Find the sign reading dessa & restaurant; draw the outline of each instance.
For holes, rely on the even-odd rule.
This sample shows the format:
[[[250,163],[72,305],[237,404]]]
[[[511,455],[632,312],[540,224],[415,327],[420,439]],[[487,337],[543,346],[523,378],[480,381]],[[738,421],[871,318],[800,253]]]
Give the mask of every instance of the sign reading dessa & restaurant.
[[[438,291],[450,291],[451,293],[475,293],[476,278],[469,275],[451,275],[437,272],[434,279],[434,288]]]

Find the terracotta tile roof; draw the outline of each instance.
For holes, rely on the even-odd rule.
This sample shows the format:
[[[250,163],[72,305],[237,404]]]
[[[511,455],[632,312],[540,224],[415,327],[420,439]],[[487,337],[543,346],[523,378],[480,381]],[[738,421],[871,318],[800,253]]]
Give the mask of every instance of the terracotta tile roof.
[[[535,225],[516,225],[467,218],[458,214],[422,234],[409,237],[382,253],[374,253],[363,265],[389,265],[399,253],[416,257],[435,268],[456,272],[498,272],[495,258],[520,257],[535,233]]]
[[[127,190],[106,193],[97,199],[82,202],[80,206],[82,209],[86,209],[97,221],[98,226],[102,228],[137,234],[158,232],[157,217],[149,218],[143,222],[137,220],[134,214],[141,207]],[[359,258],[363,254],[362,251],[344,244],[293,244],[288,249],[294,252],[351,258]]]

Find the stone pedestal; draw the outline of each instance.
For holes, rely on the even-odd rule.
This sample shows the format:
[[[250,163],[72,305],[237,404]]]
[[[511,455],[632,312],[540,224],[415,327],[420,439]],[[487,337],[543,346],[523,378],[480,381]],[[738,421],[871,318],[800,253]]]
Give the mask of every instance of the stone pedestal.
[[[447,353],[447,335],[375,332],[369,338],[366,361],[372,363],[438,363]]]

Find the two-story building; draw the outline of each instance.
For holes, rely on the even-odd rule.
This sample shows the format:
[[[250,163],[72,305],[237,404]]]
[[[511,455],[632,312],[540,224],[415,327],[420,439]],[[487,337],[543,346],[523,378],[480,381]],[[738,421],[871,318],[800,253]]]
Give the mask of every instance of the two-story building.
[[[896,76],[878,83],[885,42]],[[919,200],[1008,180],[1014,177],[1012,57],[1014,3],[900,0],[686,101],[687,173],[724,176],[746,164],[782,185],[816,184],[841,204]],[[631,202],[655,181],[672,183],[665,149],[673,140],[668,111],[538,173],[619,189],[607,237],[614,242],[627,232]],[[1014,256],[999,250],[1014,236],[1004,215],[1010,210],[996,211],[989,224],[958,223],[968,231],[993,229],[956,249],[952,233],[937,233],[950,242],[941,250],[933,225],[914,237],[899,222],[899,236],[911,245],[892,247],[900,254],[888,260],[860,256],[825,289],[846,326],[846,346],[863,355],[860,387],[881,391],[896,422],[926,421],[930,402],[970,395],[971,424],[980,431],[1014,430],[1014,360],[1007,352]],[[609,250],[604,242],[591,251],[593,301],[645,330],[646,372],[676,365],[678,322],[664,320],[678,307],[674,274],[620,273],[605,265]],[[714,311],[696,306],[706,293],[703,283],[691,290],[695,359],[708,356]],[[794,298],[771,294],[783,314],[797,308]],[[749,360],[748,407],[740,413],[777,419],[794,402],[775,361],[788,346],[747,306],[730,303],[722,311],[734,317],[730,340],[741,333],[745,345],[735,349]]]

Exercise instructions:
Rewrite every line of the data above, replacing "outline" with "contour" wherever it occurs and leaving everything else unchanged.

Final result:
Find the sign reading dessa & restaurant; draw the contour of each instance.
For holes, rely on the even-odd rule.
This sample shows the format:
[[[250,163],[72,305],[237,404]]]
[[[511,455],[632,312],[540,224],[415,327],[420,439]],[[487,337],[543,346],[523,378],[480,381]],[[738,421],[871,318],[800,253]]]
Give the mask of every instance of the sign reading dessa & restaurant.
[[[438,291],[450,291],[451,293],[475,293],[476,278],[469,275],[451,275],[437,272],[434,279],[434,288]]]

Find the terracotta tile roof; draw the contour of each instance.
For holes, rely on the even-odd rule.
This sample shows the format:
[[[250,163],[72,305],[237,404]]]
[[[511,455],[632,312],[540,224],[415,327],[420,439]],[[487,337],[543,346],[523,378],[480,381]],[[738,421],[871,318],[800,253]]]
Give the mask of every instance of the terracotta tile roof.
[[[535,225],[516,225],[467,218],[458,214],[422,234],[409,237],[382,253],[374,253],[363,265],[389,265],[399,253],[416,257],[435,268],[456,272],[498,272],[495,258],[520,257],[535,233]]]
[[[127,190],[106,193],[97,199],[82,202],[80,206],[82,209],[86,209],[97,221],[98,226],[102,228],[137,234],[158,232],[157,217],[149,218],[143,222],[137,220],[134,214],[141,207]],[[359,258],[363,254],[362,251],[344,244],[293,244],[288,249],[294,252],[351,258]]]

Find the stone pedestal; draw the contour of each instance.
For holes, rely on the even-odd rule.
This sample shows the format:
[[[250,163],[72,305],[237,404]]]
[[[511,455],[632,312],[540,224],[415,327],[420,439]],[[487,337],[543,346],[523,378],[480,381]],[[738,421],[871,318],[800,253]]]
Give the mask of every instance of the stone pedestal.
[[[447,353],[447,335],[375,332],[369,338],[366,361],[372,363],[438,363]]]

Find the two-story building; draw the contour of each instance.
For holes, rely on the even-odd rule.
This sample shows the format:
[[[250,163],[72,305],[237,404]]]
[[[511,455],[632,312],[540,224],[415,327],[420,439]],[[487,337],[543,346],[523,378],[480,381]],[[738,421],[871,318],[800,253]]]
Give the mask of every instance of the two-story building.
[[[896,76],[878,83],[885,42]],[[919,200],[1008,180],[1014,177],[1012,57],[1014,3],[900,0],[686,101],[687,173],[724,176],[746,164],[782,185],[816,184],[841,204]],[[631,202],[655,181],[672,183],[665,149],[673,140],[668,111],[538,173],[619,189],[607,237],[614,242],[627,232]],[[1014,256],[999,250],[1014,236],[1004,215],[1010,210],[996,211],[989,224],[958,223],[968,231],[993,229],[956,249],[952,233],[937,233],[950,242],[941,250],[933,225],[914,237],[899,222],[899,236],[911,245],[892,247],[900,254],[888,260],[860,256],[825,289],[846,326],[846,346],[863,355],[860,387],[881,391],[896,422],[926,421],[930,402],[970,395],[971,424],[980,431],[1014,430],[1014,360],[1007,352]],[[609,250],[604,242],[591,251],[593,301],[645,330],[646,372],[676,365],[678,322],[664,320],[678,307],[674,274],[620,273],[605,265]],[[714,311],[696,306],[706,293],[703,283],[691,290],[695,359],[708,356]],[[794,298],[771,294],[783,314],[797,308]],[[749,360],[748,407],[740,413],[777,419],[794,402],[775,361],[788,346],[747,306],[730,303],[722,311],[734,317],[730,340],[741,333],[745,345],[735,349]]]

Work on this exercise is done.